GIVEN REQUEST:
Exactly as given, write out the lines from the one containing "the white door" through the end of the listing, with both ends included and nothing else.

Start

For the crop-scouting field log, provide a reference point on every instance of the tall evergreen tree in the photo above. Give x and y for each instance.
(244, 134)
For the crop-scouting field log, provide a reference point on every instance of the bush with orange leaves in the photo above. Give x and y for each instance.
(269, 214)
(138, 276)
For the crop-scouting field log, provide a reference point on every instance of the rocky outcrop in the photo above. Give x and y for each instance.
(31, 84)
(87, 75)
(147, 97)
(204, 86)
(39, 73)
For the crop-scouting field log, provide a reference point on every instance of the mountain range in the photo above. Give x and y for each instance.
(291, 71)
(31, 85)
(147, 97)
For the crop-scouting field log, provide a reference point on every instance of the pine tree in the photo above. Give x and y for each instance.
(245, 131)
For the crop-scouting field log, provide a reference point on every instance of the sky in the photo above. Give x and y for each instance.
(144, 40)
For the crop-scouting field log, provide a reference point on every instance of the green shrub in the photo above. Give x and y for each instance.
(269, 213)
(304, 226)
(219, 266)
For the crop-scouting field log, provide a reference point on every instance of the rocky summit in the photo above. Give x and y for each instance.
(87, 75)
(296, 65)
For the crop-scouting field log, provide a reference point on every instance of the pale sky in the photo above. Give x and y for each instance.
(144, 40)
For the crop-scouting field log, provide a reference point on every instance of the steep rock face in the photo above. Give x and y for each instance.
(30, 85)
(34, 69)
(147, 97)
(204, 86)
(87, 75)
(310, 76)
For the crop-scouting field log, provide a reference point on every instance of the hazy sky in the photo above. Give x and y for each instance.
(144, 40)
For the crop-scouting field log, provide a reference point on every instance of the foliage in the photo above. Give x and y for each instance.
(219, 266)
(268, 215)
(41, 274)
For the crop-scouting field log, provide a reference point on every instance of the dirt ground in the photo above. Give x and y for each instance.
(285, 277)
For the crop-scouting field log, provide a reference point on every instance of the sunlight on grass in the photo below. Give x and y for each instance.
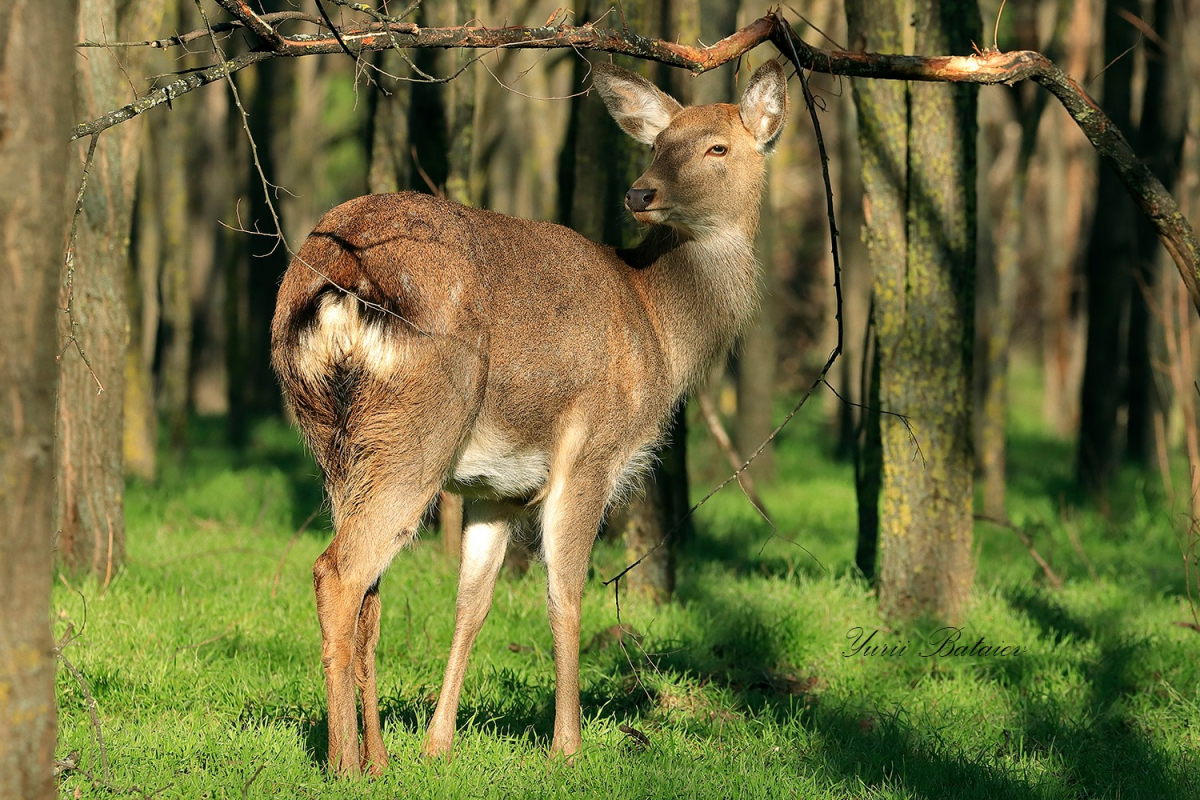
(208, 680)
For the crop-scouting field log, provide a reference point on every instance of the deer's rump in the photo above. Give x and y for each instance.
(454, 346)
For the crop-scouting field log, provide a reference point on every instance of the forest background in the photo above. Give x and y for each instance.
(1077, 311)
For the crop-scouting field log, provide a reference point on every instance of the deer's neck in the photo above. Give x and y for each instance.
(701, 294)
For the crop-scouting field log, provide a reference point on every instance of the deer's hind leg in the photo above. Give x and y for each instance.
(394, 465)
(484, 541)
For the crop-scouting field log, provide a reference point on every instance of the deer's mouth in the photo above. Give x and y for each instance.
(652, 216)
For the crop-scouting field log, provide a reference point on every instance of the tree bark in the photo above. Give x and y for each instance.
(1162, 131)
(883, 148)
(36, 74)
(921, 221)
(1111, 258)
(90, 422)
(757, 356)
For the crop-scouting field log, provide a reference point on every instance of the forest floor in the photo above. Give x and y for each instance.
(203, 654)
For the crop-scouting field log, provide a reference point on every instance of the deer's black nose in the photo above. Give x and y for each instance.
(639, 199)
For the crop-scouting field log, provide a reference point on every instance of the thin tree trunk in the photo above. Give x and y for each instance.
(856, 281)
(1163, 127)
(141, 416)
(757, 356)
(883, 145)
(390, 163)
(214, 170)
(1111, 258)
(90, 423)
(36, 79)
(922, 239)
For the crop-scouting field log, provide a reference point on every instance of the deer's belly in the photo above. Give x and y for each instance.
(492, 465)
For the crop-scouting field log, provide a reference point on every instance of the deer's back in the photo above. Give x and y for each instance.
(550, 322)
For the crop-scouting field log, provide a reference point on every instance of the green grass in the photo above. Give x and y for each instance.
(208, 679)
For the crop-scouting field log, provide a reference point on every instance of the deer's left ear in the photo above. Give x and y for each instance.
(640, 108)
(763, 106)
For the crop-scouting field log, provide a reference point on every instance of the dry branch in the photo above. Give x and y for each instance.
(987, 67)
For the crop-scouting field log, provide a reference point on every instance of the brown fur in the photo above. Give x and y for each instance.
(424, 344)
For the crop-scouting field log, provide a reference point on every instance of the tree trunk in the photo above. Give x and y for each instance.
(1163, 126)
(90, 423)
(214, 170)
(883, 148)
(1111, 258)
(856, 288)
(757, 356)
(259, 263)
(1001, 266)
(921, 221)
(36, 72)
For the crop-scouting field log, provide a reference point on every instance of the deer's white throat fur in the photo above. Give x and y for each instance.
(425, 346)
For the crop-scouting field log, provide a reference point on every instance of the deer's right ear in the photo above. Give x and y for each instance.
(640, 108)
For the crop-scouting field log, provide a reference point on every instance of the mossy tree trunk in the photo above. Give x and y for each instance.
(919, 172)
(883, 148)
(36, 77)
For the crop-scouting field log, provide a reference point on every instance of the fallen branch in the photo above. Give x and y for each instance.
(985, 67)
(1051, 576)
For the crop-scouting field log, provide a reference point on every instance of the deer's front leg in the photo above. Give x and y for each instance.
(484, 540)
(570, 521)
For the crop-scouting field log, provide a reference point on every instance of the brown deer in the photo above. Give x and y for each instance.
(426, 346)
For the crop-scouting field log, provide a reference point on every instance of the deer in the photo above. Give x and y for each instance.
(425, 346)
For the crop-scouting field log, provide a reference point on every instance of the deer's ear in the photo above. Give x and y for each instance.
(637, 104)
(763, 106)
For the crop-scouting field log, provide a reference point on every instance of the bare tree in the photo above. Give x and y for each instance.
(36, 77)
(91, 389)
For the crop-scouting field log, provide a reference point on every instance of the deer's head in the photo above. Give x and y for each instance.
(708, 160)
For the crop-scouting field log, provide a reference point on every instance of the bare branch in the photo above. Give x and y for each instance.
(987, 67)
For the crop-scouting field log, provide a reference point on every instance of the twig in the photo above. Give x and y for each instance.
(1051, 576)
(731, 453)
(90, 701)
(245, 788)
(985, 68)
(640, 739)
(220, 636)
(219, 28)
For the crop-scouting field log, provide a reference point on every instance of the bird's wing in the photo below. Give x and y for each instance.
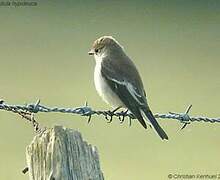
(125, 87)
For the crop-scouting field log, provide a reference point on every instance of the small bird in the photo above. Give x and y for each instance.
(118, 82)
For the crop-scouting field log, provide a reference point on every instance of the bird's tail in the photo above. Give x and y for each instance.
(149, 115)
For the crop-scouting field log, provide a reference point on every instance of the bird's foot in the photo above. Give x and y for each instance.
(110, 114)
(122, 116)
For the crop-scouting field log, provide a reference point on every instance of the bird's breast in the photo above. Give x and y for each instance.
(104, 89)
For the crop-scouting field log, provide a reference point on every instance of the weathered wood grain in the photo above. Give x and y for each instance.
(61, 154)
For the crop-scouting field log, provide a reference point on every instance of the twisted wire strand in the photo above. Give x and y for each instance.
(27, 111)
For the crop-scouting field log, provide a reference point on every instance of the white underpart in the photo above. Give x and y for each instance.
(103, 88)
(105, 91)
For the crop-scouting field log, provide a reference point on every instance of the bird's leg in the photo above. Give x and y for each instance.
(111, 114)
(122, 118)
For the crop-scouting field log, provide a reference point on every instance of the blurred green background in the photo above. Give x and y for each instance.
(176, 47)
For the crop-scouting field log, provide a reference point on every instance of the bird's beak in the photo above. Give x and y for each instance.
(91, 52)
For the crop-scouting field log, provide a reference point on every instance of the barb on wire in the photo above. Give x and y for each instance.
(28, 111)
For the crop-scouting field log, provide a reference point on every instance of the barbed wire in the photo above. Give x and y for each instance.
(28, 111)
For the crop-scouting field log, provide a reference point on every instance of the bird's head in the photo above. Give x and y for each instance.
(104, 46)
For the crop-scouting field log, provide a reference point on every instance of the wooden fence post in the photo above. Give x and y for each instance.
(61, 154)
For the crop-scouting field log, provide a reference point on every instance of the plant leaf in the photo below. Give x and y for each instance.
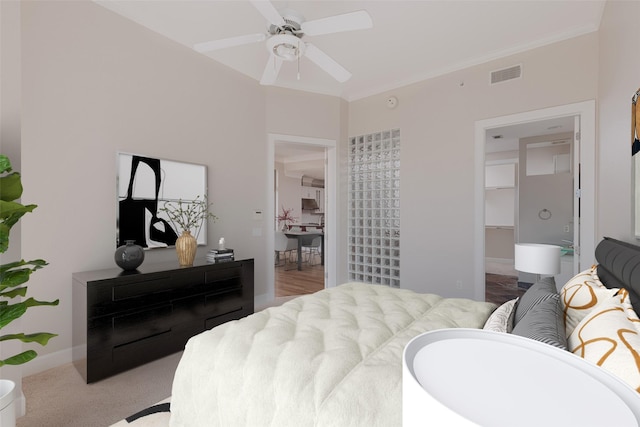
(17, 292)
(19, 359)
(11, 187)
(41, 338)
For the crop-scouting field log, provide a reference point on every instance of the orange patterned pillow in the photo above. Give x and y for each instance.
(609, 336)
(580, 295)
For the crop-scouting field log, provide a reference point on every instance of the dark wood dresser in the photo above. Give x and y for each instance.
(125, 319)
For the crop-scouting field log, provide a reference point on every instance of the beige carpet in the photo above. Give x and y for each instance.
(60, 397)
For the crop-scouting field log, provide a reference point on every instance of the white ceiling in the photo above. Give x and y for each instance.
(410, 40)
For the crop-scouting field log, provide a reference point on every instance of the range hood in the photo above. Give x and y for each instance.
(309, 204)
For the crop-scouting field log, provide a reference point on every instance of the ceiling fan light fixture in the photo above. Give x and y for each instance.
(286, 46)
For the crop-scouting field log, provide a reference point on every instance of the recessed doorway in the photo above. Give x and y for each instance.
(294, 166)
(583, 170)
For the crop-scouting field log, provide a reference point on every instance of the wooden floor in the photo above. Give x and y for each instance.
(289, 281)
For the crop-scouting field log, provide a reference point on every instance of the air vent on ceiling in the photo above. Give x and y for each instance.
(499, 76)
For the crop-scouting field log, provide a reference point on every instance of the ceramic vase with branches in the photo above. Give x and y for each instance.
(188, 217)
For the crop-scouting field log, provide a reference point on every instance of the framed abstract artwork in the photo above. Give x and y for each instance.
(144, 186)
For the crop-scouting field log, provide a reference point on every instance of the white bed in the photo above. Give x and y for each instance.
(328, 359)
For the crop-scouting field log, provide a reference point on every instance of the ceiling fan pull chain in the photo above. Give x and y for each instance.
(298, 59)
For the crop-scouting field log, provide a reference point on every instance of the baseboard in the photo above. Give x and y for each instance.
(499, 260)
(48, 361)
(262, 300)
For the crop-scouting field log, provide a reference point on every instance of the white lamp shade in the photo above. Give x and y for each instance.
(537, 258)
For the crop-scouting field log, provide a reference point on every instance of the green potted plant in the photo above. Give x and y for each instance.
(13, 276)
(187, 217)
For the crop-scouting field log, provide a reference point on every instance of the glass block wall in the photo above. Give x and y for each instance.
(374, 208)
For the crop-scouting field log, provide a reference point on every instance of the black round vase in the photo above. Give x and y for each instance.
(129, 256)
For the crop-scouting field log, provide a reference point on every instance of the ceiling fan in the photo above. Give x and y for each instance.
(283, 38)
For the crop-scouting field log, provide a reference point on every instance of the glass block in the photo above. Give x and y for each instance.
(374, 207)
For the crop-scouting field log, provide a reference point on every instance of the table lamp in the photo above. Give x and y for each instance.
(537, 258)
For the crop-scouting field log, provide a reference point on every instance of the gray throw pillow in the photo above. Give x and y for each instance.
(544, 322)
(538, 292)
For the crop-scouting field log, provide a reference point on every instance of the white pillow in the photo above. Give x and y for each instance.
(580, 295)
(609, 336)
(501, 320)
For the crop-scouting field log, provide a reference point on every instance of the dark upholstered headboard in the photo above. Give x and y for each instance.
(619, 267)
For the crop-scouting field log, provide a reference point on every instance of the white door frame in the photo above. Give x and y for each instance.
(586, 111)
(330, 231)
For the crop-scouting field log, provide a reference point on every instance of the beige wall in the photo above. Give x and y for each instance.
(436, 118)
(619, 79)
(94, 84)
(10, 146)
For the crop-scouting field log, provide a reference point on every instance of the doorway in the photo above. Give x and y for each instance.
(582, 115)
(300, 144)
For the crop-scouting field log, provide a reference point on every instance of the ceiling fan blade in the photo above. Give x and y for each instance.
(327, 63)
(266, 8)
(232, 41)
(271, 71)
(359, 20)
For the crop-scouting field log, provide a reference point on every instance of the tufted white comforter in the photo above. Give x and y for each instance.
(332, 358)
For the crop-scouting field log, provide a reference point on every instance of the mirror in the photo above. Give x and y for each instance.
(549, 157)
(144, 184)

End

ANSWER FOR THIS EXERCISE:
For the crop-scouting field log, provide a reference point on every instance of the white door frame in the photo above. Give x and y for each instance.
(586, 111)
(330, 231)
For the crop-scouting field log, provide a reference point on every instance of the beige wall in the photo above. Give x and y for each instance.
(436, 118)
(619, 79)
(94, 84)
(10, 146)
For the crop-scouting field log, provide a reference point on every instance of the doorway in the photo above. Give x and y for each instance.
(582, 115)
(300, 144)
For the crop-scouting field log, provide a reference point on every instance of the ceiling fan blade in the photo above. Give x and y for each instance.
(327, 63)
(266, 8)
(232, 41)
(271, 71)
(359, 20)
For the crop-scouting field log, provide a reference point on every instance of the tufted white comforter in the photo above. Give x and y for each instance.
(332, 358)
For the crop-scouting field log, provide a reference point on every instance of the mirror in the photo above. Give x and y for each instance.
(549, 157)
(144, 184)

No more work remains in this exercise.